Reproduce exactly the lines from the line containing "Guideline: the keypoint for each instance of the blue sky" through the end of the records below, including both ends, and nothing else.

**Dataset rows**
"""

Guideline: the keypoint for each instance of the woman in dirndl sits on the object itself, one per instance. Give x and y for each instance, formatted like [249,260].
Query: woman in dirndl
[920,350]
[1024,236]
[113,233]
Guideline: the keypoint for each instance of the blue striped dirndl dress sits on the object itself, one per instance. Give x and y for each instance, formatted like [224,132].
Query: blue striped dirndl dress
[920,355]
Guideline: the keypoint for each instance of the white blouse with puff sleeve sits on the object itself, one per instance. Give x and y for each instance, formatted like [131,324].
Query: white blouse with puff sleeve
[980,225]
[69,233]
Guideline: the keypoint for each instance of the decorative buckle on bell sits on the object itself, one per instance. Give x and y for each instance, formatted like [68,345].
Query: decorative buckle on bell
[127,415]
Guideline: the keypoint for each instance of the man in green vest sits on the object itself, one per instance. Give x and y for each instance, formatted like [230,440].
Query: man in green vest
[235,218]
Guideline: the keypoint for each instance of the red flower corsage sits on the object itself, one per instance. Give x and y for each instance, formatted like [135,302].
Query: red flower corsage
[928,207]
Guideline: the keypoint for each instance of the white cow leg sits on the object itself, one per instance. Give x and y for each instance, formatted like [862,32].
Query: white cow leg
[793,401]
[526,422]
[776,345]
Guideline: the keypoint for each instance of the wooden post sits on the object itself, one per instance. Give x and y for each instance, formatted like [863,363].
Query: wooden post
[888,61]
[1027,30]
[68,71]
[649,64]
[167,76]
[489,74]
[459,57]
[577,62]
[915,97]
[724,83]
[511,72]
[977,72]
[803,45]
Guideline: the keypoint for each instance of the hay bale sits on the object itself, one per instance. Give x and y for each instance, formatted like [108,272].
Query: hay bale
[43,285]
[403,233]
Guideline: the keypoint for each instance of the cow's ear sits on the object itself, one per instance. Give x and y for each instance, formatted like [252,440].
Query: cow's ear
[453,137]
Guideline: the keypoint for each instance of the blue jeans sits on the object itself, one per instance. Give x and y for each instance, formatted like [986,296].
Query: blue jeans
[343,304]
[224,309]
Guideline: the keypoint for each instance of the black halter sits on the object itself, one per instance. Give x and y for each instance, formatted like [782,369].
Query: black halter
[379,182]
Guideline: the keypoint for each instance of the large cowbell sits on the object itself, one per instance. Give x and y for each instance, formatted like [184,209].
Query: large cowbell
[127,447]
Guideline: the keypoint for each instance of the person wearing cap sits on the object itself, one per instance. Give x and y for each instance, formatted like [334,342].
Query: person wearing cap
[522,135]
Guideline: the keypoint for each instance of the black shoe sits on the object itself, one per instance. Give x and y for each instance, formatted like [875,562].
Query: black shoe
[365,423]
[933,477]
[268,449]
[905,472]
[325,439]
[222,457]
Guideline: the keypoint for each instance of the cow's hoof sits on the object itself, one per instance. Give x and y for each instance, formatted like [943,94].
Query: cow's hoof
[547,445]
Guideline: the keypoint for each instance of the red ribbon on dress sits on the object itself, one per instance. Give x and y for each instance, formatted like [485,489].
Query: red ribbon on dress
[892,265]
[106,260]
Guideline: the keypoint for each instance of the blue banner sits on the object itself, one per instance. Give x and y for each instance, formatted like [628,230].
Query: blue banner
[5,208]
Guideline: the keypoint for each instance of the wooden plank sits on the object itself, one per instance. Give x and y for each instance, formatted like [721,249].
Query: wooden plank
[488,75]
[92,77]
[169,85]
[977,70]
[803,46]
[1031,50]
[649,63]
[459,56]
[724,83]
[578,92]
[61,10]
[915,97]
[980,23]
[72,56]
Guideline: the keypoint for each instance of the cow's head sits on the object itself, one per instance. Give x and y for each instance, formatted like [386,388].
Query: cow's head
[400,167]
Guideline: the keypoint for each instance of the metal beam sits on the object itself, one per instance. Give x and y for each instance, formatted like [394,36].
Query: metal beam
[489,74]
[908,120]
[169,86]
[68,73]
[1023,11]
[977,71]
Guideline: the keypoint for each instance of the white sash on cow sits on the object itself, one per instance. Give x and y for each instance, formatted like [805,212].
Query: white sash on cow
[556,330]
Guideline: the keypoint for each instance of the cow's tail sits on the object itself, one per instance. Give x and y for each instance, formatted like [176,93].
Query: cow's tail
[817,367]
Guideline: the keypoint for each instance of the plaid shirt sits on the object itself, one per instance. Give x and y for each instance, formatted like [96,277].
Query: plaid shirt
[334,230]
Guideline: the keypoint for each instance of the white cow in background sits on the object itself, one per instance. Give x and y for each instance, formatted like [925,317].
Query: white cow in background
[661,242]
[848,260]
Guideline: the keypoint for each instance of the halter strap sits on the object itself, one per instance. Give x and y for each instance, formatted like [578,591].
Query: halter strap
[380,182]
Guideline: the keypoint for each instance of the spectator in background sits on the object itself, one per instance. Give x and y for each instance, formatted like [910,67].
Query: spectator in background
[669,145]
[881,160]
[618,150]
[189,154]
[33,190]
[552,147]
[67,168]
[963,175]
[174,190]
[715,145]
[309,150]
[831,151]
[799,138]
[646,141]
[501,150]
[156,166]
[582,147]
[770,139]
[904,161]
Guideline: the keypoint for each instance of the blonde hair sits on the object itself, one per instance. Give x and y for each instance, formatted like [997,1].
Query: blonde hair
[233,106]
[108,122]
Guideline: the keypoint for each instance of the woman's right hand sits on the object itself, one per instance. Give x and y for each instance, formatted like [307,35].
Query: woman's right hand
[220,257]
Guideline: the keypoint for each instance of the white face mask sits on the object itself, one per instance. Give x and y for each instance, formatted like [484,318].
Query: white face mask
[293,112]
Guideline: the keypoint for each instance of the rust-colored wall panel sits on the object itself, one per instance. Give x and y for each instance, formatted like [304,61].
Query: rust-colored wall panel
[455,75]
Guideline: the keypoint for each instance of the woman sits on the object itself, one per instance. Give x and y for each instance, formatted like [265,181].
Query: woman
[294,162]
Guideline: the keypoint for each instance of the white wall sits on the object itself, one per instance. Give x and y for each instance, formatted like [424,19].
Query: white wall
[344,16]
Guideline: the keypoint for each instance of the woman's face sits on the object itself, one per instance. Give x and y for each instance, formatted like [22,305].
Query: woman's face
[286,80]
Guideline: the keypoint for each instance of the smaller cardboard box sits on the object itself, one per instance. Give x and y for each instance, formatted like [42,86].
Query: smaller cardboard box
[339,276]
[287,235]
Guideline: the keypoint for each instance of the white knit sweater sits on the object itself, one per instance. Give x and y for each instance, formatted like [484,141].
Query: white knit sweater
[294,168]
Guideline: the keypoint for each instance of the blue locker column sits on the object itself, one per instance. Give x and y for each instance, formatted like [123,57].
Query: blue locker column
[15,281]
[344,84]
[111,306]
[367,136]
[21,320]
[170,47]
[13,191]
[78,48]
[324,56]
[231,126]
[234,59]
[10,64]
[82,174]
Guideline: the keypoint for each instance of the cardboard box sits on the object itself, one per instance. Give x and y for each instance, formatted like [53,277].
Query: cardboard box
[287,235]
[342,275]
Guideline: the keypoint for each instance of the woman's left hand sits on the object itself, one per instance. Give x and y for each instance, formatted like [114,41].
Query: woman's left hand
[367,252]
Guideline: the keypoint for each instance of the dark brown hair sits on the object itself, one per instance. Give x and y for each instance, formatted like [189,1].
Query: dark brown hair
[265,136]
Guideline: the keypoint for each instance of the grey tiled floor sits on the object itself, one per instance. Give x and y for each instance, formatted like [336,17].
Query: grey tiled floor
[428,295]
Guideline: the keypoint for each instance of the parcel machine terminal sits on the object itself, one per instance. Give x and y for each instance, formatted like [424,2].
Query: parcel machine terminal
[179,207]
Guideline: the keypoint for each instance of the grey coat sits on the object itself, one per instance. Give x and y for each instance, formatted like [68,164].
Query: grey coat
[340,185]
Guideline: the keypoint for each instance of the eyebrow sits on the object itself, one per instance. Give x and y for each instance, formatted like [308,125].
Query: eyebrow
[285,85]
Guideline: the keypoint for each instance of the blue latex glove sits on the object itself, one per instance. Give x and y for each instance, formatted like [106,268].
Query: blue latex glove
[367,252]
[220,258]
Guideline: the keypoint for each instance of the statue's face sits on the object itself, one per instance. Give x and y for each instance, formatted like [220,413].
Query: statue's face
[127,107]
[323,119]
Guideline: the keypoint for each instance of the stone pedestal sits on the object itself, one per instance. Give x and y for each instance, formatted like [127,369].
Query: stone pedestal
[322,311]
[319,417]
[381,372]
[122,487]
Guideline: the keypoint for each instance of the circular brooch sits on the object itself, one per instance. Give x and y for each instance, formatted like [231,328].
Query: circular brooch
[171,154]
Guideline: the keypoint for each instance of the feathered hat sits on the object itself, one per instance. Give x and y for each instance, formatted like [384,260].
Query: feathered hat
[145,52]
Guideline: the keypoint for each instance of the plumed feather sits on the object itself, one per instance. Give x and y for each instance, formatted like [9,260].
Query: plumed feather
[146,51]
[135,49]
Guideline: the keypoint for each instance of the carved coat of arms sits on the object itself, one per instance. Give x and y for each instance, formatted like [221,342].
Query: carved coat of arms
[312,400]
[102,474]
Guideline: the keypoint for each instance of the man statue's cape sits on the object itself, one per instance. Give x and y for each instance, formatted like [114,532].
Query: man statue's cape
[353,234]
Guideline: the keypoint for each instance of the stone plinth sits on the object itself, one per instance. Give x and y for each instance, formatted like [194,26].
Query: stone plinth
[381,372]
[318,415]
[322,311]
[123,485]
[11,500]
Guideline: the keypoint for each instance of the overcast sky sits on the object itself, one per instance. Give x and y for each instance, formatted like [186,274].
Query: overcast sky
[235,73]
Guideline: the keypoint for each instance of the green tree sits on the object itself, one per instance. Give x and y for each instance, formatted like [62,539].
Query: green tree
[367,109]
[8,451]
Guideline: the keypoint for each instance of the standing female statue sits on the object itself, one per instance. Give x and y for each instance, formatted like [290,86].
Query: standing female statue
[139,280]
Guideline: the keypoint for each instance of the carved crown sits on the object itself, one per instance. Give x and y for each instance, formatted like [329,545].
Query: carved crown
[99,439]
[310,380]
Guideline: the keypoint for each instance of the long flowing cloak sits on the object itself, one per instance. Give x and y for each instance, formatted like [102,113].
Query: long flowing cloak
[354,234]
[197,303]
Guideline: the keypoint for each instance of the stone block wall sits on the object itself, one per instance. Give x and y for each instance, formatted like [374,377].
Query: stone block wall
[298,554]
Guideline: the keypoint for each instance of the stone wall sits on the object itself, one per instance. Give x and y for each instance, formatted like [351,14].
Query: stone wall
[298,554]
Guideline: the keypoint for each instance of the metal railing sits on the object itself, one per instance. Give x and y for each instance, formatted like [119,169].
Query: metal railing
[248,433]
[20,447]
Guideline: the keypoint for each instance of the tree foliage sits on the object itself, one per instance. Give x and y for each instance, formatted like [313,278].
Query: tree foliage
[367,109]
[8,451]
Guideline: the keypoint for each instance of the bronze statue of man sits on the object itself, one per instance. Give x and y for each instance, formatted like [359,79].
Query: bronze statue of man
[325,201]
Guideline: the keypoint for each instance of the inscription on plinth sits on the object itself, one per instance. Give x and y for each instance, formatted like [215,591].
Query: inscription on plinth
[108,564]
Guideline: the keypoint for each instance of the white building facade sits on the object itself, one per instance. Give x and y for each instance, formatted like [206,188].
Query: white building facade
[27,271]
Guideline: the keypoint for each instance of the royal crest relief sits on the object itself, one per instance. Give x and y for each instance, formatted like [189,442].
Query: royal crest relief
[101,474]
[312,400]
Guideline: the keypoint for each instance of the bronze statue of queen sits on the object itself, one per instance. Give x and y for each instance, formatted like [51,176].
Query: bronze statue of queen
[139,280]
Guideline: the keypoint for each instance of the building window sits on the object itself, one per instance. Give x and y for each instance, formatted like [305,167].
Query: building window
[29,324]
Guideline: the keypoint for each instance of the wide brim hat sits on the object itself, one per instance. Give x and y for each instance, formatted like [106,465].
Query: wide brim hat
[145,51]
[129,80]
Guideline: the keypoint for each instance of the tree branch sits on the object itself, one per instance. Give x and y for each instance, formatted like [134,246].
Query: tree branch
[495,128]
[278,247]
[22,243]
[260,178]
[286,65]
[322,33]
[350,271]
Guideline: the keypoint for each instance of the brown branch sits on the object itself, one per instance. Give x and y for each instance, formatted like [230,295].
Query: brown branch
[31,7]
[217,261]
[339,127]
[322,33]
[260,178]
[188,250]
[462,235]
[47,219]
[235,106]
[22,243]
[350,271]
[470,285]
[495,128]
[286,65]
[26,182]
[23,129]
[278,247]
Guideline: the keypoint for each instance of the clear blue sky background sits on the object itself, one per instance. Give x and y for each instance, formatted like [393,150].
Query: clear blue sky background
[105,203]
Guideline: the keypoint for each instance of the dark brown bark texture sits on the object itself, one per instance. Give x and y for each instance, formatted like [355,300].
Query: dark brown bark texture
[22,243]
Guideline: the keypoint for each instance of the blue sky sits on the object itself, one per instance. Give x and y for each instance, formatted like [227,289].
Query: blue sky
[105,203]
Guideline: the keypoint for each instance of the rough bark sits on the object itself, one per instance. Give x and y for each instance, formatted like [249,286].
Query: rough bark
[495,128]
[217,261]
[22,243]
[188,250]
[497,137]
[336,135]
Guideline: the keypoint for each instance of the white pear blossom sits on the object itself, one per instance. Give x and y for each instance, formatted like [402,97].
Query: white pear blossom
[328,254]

"""

**Task response**
Guideline: the keypoint for each instance of the blue sky sits on the object itself, one per instance. Give x and y for each instance, formatted like [227,289].
Query: blue sky
[105,203]
Guideline: the keypoint for each instance of the rough bark sits on the object itself, one per instance. Give x and y for each instance, formatted like [249,286].
Query: rough bark
[495,128]
[217,261]
[22,243]
[188,250]
[497,137]
[336,135]
Guideline: the keypoint for each instance of the white pear blossom sits on the object itself, one per instance. Give x and y for each instance, formatted like [402,97].
Query: white pear blossom
[328,254]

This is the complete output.